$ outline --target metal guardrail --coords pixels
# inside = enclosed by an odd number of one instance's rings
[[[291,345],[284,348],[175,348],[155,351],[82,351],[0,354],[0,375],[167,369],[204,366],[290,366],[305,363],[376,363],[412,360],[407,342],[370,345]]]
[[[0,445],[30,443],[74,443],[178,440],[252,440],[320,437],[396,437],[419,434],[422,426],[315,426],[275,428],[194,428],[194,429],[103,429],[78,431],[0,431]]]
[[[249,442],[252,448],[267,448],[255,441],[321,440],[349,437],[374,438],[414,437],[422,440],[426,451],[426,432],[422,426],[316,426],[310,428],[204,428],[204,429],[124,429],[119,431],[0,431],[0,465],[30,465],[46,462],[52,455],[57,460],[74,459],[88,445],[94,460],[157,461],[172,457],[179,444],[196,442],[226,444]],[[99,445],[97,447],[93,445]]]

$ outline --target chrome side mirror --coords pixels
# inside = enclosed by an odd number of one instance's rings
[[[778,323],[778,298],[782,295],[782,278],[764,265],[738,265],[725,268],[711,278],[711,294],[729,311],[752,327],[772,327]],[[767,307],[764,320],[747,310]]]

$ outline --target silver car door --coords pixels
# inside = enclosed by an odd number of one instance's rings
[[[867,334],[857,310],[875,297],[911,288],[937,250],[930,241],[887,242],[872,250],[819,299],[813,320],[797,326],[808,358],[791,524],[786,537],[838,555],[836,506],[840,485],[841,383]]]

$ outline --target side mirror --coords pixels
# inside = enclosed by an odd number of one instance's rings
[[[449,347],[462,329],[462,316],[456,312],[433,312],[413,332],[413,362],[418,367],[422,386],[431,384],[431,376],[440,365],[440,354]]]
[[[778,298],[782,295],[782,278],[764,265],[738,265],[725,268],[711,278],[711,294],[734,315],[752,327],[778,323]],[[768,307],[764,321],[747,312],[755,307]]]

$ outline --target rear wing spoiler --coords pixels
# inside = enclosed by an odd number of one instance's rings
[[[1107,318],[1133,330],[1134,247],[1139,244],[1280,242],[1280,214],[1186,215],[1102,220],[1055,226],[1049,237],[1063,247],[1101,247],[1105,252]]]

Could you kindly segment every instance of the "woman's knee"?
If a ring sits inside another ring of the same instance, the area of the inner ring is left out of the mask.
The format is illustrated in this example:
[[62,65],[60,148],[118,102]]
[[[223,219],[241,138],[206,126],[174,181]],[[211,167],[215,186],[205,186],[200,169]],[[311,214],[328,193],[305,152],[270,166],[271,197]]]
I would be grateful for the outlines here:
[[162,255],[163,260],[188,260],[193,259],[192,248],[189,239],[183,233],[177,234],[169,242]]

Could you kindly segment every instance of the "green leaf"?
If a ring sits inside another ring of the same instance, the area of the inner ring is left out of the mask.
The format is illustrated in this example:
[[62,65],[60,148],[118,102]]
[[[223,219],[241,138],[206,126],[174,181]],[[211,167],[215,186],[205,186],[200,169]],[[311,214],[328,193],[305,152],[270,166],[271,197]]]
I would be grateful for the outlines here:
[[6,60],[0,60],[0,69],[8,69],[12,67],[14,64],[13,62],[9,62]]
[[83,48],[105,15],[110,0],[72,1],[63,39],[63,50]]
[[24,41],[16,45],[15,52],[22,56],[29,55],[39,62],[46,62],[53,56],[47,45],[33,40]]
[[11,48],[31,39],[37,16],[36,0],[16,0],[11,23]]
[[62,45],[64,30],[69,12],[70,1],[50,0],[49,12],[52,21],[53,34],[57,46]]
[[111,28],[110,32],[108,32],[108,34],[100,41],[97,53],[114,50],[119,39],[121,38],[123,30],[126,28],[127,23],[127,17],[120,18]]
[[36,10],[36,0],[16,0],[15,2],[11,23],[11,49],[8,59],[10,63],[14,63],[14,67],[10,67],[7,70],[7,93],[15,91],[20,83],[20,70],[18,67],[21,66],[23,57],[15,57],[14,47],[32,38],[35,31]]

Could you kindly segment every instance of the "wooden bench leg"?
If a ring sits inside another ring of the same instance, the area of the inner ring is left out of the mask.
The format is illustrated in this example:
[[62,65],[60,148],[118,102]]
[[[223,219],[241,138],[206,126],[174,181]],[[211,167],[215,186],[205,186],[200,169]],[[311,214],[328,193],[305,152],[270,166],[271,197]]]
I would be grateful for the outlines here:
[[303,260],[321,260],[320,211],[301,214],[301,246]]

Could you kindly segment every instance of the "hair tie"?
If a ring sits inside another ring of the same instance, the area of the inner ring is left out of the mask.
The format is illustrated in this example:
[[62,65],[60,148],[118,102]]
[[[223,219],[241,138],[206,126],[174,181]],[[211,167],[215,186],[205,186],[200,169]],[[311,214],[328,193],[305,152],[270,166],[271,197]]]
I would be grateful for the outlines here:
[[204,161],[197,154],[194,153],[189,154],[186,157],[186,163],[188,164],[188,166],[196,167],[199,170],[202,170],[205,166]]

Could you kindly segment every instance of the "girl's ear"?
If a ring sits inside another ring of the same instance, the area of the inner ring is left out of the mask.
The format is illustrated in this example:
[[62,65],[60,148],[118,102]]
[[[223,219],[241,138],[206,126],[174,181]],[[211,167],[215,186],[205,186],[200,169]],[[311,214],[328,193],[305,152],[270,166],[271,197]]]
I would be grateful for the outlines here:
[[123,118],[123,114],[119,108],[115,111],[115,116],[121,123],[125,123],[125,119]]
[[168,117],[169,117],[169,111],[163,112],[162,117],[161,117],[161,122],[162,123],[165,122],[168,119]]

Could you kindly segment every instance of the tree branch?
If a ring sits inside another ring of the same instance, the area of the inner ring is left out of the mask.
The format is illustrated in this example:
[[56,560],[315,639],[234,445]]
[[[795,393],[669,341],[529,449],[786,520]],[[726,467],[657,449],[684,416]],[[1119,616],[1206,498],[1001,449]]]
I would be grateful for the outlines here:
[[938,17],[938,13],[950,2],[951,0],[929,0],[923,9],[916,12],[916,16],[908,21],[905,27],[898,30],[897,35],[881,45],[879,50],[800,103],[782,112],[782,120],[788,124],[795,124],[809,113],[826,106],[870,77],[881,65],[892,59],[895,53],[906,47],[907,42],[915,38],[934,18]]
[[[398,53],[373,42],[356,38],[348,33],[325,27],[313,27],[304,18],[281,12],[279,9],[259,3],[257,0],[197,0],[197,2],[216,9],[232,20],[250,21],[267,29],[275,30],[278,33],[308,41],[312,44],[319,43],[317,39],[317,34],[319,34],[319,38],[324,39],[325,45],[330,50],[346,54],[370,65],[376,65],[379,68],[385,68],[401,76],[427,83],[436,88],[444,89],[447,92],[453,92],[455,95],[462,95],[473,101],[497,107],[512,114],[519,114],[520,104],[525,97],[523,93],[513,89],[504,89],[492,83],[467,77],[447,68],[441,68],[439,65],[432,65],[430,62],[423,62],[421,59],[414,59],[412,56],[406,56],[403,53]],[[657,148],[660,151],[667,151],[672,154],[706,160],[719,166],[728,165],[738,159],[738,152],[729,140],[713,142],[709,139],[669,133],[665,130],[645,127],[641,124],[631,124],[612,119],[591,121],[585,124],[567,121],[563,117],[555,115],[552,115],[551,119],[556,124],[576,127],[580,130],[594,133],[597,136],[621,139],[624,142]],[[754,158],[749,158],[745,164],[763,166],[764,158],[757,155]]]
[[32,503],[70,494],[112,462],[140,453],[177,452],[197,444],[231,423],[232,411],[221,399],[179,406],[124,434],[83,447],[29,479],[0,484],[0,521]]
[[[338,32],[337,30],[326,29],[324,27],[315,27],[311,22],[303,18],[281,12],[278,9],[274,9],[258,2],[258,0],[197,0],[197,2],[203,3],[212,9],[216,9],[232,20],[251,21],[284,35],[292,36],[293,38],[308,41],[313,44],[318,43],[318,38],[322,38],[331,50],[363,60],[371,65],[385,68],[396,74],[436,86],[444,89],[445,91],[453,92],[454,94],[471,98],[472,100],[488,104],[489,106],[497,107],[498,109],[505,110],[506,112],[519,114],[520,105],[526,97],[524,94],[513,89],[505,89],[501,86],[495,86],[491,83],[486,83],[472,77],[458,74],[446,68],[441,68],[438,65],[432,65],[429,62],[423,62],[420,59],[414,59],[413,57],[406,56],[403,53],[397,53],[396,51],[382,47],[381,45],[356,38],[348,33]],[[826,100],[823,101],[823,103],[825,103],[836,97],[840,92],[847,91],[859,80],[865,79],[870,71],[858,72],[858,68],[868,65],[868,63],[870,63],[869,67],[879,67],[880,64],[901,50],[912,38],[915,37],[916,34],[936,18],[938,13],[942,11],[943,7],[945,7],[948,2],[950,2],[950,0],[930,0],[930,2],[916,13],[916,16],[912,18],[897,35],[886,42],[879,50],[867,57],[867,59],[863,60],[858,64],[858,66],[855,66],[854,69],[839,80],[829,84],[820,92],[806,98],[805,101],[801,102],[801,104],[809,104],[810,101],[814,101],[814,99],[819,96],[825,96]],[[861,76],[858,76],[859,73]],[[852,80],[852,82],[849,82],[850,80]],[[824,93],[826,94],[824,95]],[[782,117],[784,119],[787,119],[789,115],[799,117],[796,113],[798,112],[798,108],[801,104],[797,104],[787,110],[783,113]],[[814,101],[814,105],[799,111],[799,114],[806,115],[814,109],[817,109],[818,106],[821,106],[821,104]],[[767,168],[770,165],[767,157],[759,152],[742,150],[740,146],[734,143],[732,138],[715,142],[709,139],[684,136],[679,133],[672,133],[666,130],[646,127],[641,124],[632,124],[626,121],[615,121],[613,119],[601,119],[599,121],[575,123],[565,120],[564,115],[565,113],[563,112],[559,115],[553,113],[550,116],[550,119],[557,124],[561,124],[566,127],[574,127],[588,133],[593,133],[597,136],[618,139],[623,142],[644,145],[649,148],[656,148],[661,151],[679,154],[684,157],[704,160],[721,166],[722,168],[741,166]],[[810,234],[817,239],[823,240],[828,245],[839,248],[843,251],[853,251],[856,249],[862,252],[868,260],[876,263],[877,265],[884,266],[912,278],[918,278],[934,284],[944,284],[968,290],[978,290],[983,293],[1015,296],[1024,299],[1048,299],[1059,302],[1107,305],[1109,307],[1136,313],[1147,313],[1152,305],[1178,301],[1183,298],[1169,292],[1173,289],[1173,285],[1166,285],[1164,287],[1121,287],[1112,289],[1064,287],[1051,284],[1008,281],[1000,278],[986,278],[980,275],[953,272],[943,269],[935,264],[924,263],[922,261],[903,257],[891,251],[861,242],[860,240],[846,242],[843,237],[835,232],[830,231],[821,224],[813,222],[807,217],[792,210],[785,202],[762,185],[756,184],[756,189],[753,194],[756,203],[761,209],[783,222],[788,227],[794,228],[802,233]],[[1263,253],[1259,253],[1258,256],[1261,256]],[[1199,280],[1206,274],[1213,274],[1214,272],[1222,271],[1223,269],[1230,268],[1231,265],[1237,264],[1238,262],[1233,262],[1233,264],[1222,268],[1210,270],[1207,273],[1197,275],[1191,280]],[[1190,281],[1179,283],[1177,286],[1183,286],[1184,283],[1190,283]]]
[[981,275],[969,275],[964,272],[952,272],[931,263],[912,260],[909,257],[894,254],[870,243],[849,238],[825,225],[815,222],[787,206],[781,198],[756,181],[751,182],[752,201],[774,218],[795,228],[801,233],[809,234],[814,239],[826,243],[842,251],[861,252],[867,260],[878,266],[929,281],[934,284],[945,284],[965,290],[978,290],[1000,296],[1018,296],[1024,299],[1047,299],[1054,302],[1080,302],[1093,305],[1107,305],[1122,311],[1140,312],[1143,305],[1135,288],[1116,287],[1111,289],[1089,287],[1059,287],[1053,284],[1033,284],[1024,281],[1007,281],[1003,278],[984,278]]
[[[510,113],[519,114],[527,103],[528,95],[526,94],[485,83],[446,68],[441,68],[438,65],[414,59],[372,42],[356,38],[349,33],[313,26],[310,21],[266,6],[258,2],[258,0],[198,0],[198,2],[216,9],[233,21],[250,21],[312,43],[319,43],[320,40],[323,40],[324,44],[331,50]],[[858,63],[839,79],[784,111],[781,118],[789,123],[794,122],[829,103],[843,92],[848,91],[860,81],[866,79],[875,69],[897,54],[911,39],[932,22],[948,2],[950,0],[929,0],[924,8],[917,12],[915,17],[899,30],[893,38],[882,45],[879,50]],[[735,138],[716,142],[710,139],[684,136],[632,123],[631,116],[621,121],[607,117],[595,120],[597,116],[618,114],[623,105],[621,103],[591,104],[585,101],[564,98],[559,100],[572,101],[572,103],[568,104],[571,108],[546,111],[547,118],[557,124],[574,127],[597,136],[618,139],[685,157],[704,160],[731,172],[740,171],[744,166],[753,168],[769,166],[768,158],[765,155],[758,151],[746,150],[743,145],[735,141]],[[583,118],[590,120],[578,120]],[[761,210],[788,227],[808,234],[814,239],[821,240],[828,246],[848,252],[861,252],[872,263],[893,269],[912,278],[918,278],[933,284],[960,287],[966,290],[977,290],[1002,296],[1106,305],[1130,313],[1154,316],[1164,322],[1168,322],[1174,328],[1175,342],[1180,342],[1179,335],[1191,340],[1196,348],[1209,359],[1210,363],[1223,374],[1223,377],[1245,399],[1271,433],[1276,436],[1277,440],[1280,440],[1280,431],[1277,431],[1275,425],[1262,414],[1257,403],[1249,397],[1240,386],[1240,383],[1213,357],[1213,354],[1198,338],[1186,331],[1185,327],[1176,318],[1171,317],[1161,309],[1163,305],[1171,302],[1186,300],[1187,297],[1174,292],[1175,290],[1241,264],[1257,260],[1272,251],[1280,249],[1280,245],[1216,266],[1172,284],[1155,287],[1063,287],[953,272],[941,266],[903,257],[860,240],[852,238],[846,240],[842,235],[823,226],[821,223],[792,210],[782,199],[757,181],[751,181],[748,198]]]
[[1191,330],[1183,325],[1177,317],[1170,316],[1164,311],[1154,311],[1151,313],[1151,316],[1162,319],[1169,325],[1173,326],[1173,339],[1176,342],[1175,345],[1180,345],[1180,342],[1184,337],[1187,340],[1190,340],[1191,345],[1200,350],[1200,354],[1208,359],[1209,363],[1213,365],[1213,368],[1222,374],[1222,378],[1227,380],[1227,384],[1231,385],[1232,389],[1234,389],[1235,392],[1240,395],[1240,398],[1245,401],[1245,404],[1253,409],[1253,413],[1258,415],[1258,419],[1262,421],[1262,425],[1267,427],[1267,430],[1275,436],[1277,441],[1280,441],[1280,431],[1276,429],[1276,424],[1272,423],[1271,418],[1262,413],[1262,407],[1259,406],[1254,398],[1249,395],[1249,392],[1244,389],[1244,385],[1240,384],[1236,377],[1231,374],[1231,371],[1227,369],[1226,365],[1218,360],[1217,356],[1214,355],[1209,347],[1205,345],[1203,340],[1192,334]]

□ □ □ □ □ □ □

▶ **TASK INSTRUCTIONS**
Begin with the top line of the material and go as far as the line with "door --coords pixels". Set down those lines exactly, both ends included, and nothing more.

▶ **SOLUTION FOR THIS TASK**
$ outline --target metal guardrail --coords pixels
# inside = enclosed by an odd number of one instance's rings
[[[291,345],[284,348],[175,348],[155,351],[82,351],[0,354],[0,375],[167,369],[204,366],[290,366],[305,363],[376,363],[412,360],[407,342],[370,345]]]
[[[0,445],[30,443],[74,443],[178,440],[252,440],[320,437],[396,437],[419,434],[422,426],[315,426],[275,428],[194,428],[194,429],[103,429],[78,431],[0,431]]]
[[[249,442],[252,448],[267,448],[255,441],[321,440],[349,437],[374,438],[414,437],[422,440],[426,451],[426,432],[422,426],[316,426],[310,428],[204,428],[204,429],[124,429],[119,431],[0,431],[0,465],[30,465],[46,462],[52,455],[57,460],[74,459],[88,445],[94,460],[157,461],[172,457],[179,444],[196,442],[226,444]],[[99,445],[97,447],[93,445]]]

$ outline --target chrome side mirror --coords pixels
# inside = enclosed by an odd number of one instance's rings
[[[778,323],[778,298],[782,295],[782,278],[764,265],[738,265],[725,268],[711,278],[711,294],[729,311],[752,327],[772,327]],[[767,307],[764,320],[747,310]]]

$ outline --target silver car door --coords pixels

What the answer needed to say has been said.